[Data records]
-------------------------

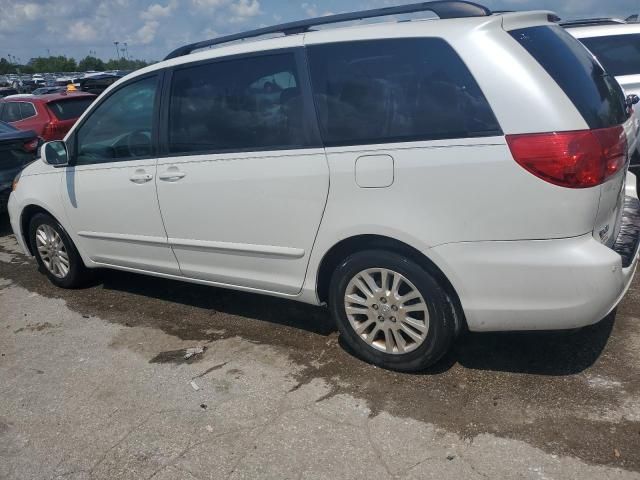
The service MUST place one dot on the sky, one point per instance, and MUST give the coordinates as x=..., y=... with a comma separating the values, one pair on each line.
x=152, y=28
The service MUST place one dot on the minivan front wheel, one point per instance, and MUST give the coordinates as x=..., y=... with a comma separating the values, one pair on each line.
x=390, y=311
x=55, y=253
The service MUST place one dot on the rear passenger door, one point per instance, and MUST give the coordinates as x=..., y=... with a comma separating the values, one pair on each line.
x=243, y=180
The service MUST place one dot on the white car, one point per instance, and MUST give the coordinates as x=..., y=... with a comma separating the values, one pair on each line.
x=418, y=177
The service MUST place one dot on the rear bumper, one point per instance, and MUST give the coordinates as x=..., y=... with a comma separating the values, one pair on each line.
x=542, y=284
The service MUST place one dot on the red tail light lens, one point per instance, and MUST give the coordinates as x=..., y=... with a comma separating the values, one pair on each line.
x=580, y=159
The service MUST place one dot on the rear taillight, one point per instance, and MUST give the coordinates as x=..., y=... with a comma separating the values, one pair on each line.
x=580, y=159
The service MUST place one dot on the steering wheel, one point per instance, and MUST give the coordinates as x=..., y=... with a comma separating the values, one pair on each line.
x=139, y=143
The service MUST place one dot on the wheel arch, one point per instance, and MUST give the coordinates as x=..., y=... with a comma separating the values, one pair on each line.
x=357, y=243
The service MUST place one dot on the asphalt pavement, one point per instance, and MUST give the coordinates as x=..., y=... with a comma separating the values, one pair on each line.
x=94, y=384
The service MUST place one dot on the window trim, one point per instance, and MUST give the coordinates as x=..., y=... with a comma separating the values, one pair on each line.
x=73, y=140
x=403, y=139
x=311, y=127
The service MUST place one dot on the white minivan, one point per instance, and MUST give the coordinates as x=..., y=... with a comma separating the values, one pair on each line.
x=418, y=177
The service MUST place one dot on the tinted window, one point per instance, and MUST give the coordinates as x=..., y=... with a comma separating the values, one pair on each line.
x=27, y=110
x=243, y=104
x=69, y=109
x=120, y=127
x=619, y=54
x=11, y=112
x=396, y=90
x=596, y=94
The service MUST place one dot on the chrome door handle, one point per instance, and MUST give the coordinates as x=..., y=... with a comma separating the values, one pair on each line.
x=172, y=175
x=141, y=178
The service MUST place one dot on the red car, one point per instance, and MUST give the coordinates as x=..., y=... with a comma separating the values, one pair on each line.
x=50, y=116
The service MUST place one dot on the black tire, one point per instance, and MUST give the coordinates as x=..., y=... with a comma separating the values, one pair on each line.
x=442, y=325
x=78, y=274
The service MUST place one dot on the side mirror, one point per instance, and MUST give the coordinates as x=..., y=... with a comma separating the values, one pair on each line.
x=55, y=154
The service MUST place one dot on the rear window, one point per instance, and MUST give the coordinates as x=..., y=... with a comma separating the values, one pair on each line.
x=619, y=54
x=409, y=89
x=69, y=109
x=594, y=92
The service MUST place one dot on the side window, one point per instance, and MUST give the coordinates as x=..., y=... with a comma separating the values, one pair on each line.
x=119, y=128
x=384, y=91
x=242, y=104
x=619, y=54
x=11, y=112
x=27, y=110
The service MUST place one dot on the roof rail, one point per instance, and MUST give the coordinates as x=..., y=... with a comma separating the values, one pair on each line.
x=443, y=9
x=587, y=22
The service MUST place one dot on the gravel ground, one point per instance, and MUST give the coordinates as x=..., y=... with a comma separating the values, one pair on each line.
x=94, y=384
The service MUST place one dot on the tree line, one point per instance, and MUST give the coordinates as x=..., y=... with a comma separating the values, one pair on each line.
x=62, y=63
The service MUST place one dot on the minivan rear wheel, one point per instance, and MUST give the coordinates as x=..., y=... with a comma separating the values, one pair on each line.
x=55, y=253
x=391, y=311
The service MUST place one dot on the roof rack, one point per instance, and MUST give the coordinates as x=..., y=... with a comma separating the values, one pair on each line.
x=443, y=9
x=588, y=22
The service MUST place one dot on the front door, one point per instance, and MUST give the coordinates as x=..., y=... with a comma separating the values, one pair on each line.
x=110, y=193
x=244, y=185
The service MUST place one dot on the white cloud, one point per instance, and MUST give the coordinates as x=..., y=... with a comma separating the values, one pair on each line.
x=156, y=11
x=209, y=5
x=147, y=33
x=16, y=15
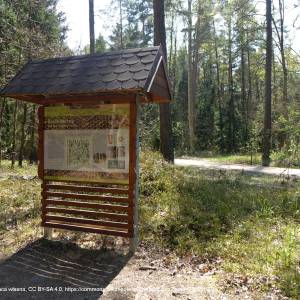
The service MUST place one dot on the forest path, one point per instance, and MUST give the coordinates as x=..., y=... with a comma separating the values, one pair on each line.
x=204, y=163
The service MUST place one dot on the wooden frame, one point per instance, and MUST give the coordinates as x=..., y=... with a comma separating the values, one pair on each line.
x=88, y=206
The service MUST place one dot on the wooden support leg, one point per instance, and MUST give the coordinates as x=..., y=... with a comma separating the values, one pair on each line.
x=133, y=242
x=48, y=233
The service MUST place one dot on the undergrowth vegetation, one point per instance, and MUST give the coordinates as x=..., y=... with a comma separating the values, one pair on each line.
x=250, y=222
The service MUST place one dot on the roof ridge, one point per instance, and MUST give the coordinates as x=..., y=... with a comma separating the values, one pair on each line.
x=78, y=57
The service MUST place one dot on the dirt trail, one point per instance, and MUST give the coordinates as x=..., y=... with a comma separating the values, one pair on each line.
x=208, y=164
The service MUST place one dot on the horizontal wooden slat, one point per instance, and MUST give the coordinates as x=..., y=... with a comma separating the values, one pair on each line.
x=85, y=197
x=79, y=188
x=85, y=182
x=87, y=205
x=83, y=228
x=87, y=213
x=86, y=221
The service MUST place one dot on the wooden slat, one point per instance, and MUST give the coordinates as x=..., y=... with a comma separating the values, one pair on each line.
x=132, y=162
x=86, y=221
x=85, y=197
x=86, y=182
x=79, y=188
x=87, y=205
x=87, y=213
x=88, y=229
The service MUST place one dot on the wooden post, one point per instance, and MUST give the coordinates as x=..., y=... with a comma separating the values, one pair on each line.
x=48, y=232
x=134, y=170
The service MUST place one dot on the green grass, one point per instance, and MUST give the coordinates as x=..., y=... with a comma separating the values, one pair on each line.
x=250, y=222
x=237, y=159
x=26, y=170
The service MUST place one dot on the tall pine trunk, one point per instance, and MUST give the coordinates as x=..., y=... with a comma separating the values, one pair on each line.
x=13, y=148
x=166, y=138
x=191, y=104
x=22, y=140
x=268, y=88
x=1, y=125
x=92, y=26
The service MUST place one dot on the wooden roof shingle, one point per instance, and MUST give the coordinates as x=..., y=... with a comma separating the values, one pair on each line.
x=126, y=71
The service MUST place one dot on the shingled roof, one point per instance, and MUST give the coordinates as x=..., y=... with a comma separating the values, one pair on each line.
x=139, y=70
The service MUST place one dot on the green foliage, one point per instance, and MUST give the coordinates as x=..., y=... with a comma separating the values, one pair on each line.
x=250, y=222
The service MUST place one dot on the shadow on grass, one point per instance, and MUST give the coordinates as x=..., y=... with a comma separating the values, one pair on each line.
x=72, y=272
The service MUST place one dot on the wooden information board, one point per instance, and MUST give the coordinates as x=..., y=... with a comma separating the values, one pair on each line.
x=88, y=167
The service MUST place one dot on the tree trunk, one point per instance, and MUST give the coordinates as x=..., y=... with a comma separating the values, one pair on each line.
x=283, y=59
x=166, y=138
x=268, y=88
x=249, y=96
x=32, y=156
x=92, y=26
x=219, y=100
x=191, y=110
x=13, y=148
x=232, y=144
x=1, y=123
x=121, y=25
x=244, y=98
x=22, y=141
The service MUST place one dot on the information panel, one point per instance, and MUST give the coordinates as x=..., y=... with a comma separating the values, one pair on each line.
x=87, y=144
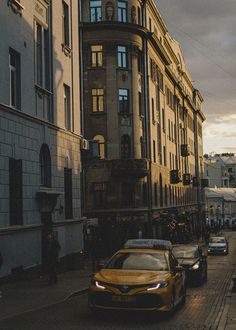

-------------------------

(What the task requires): Please output every entry above exactly, without the pictures.

(Written solution):
The service MUST place one dot on the sky, one point per instance, and MUST give the coordinates as x=..., y=... with a comma separating the values, one pair on each line.
x=152, y=28
The service MUST place one dot on the minivan front wheel, one point per instance, and MUST give the coordinates as x=..., y=... with a comma separating the values, one pair on each line.
x=390, y=311
x=55, y=253
The service MUST place one dot on the rear passenger door, one point per instance, and MUST give the coordinates as x=..., y=... with a comma separating the values, one pair on each line.
x=243, y=180
The service MUST place one dot on the white car, one point per instance, and MUST give the coordinates as x=..., y=... with a comma separating the values, one pair on each line.
x=418, y=177
The service MUST place one dot on the rear bumper, one point per instance, and MUST give the coordinates as x=..., y=... with a comma separating the values, one pair on each line.
x=542, y=284
The service MUST place one dot on the red tail light lens, one point per instance, and MUST give the coordinates as x=..., y=... with a comma separating the values, one pair on each line.
x=580, y=159
The service MUST place one dot on the rear taillight, one point per instance, and MUST give the coordinates as x=..., y=... with a comma separating the values, one pair on each line.
x=580, y=159
The service MUST place one dot on the steering wheel, one point per instance, and MUST give the coordinates as x=..., y=... with a comma separating the values, one pair on each line.
x=139, y=143
The service MUST place one dot on the wheel arch, one point per instance, and MUST give the coordinates as x=..., y=... with a comma separating the values, one pair on each line.
x=357, y=243
The service MUST place one dot on the asphalt pavement, one point per instance, and MUST give the coordinates as x=..., y=... with a comma separating the values, one pair on each line.
x=94, y=384
The service MUST place one dot on the window trim, one point per instance, and MUST give the coordinates as x=..., y=... with a comma separating the values, one pair on each line.
x=73, y=140
x=403, y=139
x=311, y=127
The service MUST place one dot on the white minivan, one point per instance, and MUST give the coordinates as x=..., y=... with a comma separating the values, one pair on each line.
x=418, y=177
The service MUST place one dot on the tinted window, one point per instance, and MUST give the coordinates as x=..., y=... with a comma separating the values, one pair on each line.
x=27, y=110
x=243, y=104
x=69, y=109
x=120, y=127
x=619, y=54
x=11, y=112
x=396, y=90
x=596, y=94
The service MUST place one dot on the chrome door handle, one point per instance, and MUST give the coordinates as x=..., y=... with a comma separating the values, one pair on each line.
x=172, y=175
x=141, y=178
The service MUST place one dot on the red car, one point per instance, and MUST give the coordinates as x=..., y=... with a comma separating the values, one pair on each line.
x=50, y=116
The service MUST place one dot on the black tire, one point per instance, and MUST give the coordinates as x=..., y=... with a comma separating the values, one pair on each line.
x=442, y=325
x=78, y=274
The service MUST place one dot on the side mirror, one point per instance, and MUST give the coordinates as x=..., y=... with a comma separating the values, one pair on each line.
x=55, y=154
The service MUST place one dot on the rear window, one point per instance, and MUST give the coordinates as x=..., y=... with a comma separating the values, one pair on each line.
x=619, y=54
x=409, y=89
x=69, y=109
x=594, y=92
The service MUST place one dot on the side window, one point per instance, and MUST give the coordinates as x=..., y=... with a comma separating the values, one pair on each line.
x=119, y=128
x=384, y=91
x=242, y=104
x=619, y=54
x=11, y=112
x=27, y=110
The service MUST place one dot on the roof rail, one point per instance, and MUST give the coordinates as x=..., y=... with a comma separating the values, one pair on each line.
x=443, y=9
x=587, y=22
The service MUST place one dot on the gravel ground, one point per instance, and MUST give the coordinates as x=..., y=... with a comma separating the values, one pair on each line.
x=94, y=384
The service MUST place one dot on the tree line, one point per instance, and MUST give the coordinates as x=..., y=... with a comma separating the values, one pair on each line.
x=62, y=63
The service MUST place one dot on the minivan rear wheel, one point per instance, and MUST give the coordinates as x=..., y=... with a comma separating the values, one pair on each line.
x=55, y=253
x=391, y=311
The service MUST place one dot on the roof rack, one point per instance, and MUST give the coordinates as x=..., y=... with a comma separating the values, one pair on each line.
x=443, y=9
x=588, y=22
The service MUST place one dot on the front door, one point per instance, and MUST give the coordinates as x=..., y=... with a comma separating the values, one pair on each line.
x=110, y=193
x=244, y=185
The service MUST place one dot on the white cloud, one point per instance, and MUST give the coordinates as x=..., y=... with a comma separating the values, one pair on each line.
x=156, y=11
x=209, y=5
x=147, y=33
x=16, y=15
The service MUST place one dot on the forest path, one point per instance, and MUST give the coordinates as x=..., y=... with a comma separating the values, one pair on each line.
x=204, y=163
The service MUST place one dot on the wooden frame, one point per instance, and MUST give the coordinates as x=..., y=... with a comma separating the values, one pair on each line.
x=88, y=206
The service MUST place one dot on the wooden support leg, one point per instance, and MUST give the coordinates as x=..., y=... with a comma separating the values, one pair on each line.
x=133, y=242
x=48, y=233
The service MUST place one dot on the undergrowth vegetation, one point per instance, and MUST give the coordinates as x=..., y=... with a comma separating the values, one pair on each line.
x=250, y=222
The service MUST place one dot on the roof ridge, one point per instance, and MUST give the coordinates as x=..., y=... with a comma separating the values, one pair on each line.
x=78, y=57
The service MUST place one dot on the dirt trail, one point per instance, and MUST give the coordinates as x=..., y=... with a comma separating the values, one pair on each line.
x=208, y=164
The service MUST place one dot on the horizontal wooden slat, one point per instance, and MUST give the coordinates as x=..., y=... with a comma separating the values, one pair on each line.
x=85, y=197
x=79, y=188
x=85, y=182
x=87, y=205
x=83, y=228
x=87, y=213
x=86, y=221
The service MUST place one dot on the wooden slat, one point per instance, and MUST give the coordinates as x=..., y=... with a comma separating the values, one pair on each line.
x=132, y=162
x=86, y=221
x=85, y=197
x=86, y=182
x=79, y=188
x=87, y=205
x=87, y=213
x=88, y=229
The service MUST place one dot on the wooden post, one point per instance, and MUST give the coordinates as x=..., y=... with a comma separating the values, one pair on each line.
x=48, y=232
x=134, y=170
The service MUST place one dot on the green grass, one point per instance, and MUST give the coordinates as x=..., y=... with a comma separating the values, one pair on each line.
x=250, y=222
x=237, y=159
x=26, y=170
The service MUST place one dot on the tall pine trunk, one point per instance, and MUST give the coordinates as x=..., y=... with a comma separating the values, one pair on each line.
x=13, y=148
x=166, y=138
x=191, y=104
x=22, y=140
x=268, y=88
x=1, y=125
x=92, y=26
The service MUST place one dot on the wooden roof shingle, one point per instance, and MUST give the coordinates as x=..., y=... with a comma separating the values, one pair on each line.
x=126, y=71
The service MUST place one dot on the shingled roof, one point per instance, and MUST give the coordinates as x=..., y=... with a comma separating the values, one pair on each line.
x=139, y=70
The service MUST place one dot on the green foliage, one point per instance, and MUST give the coordinates as x=..., y=... with a comma separating the values, one pair on each line.
x=250, y=222
The service MUST place one dot on the shadow on grass, one point per instance, and MUST give the coordinates as x=..., y=... with a comma separating the values, one pair on each line.
x=72, y=272
The service MUST place one dot on the wooden information board, one point per instance, and MUST give the coordinates as x=..., y=... with a comma separating the values, one pair on each line.
x=88, y=167
The service MUST place one dot on the tree trunk, one point per instance, and MUST give the coordinates as x=..., y=... with a comma separating the values, one pair on each line.
x=283, y=59
x=166, y=138
x=268, y=88
x=249, y=96
x=32, y=156
x=92, y=26
x=219, y=100
x=191, y=110
x=13, y=148
x=232, y=144
x=1, y=123
x=121, y=25
x=244, y=98
x=22, y=141
The service MUST place one dot on the information panel, one point per instance, and MUST give the coordinates as x=..., y=... with a comma separating the values, one pair on each line.
x=87, y=144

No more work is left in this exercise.